● **Passage provided**:
********
Walmart ends contract with robotics firm, opts for human employees as a substitute, report says
A shopper is seen wearing a mask while shopping at a Walmart store, in North Brunswick, New Jersey, July 20, 2020.
Eduardo Munoz | Reuters
At some Walmart stores, robots have roamed the sales floors and helped check if shelves were stocked. But the big-box retailer has now decided to end its contract with the robotics company behind those machines after finding that people can do about the same work, according to a report by The Wall Street Journal.
The report, which cited unnamed people familiar with the situation, said Walmart recently cut ties with Bossa Nova Robotics. A Walmart spokesperson told the Journal that about 500 robots were in Walmart’s more than 4,700 stores when the contract ended.
Walmart has seen significant growth during the coronavirus pandemic, as Americans buy toilet paper, canned goods, puzzles and more. The company’s online sales nearly doubled in the second quarter, as consumers shipped purchases to their homes and retrieved them by curbside. That’s created a new challenge for the big-box retailer — quickly restocking shelves and making sure it has the right inventory on hand.
********
● **Problem requirements**:
According to the passage on Walmart's robotics contract, about how many robots were in Walmart's stores when the contract with Bossa Nova Robotics ended?

● **Exercise data**:
********
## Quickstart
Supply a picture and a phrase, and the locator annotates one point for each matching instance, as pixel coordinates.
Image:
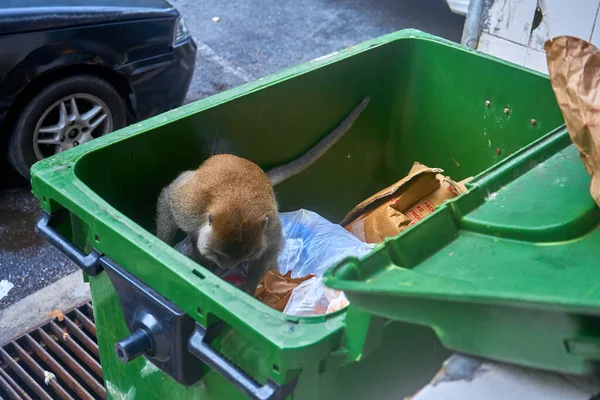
********
● **Finished task**:
About 500 robots were in Walmart's more than 4,700 stores.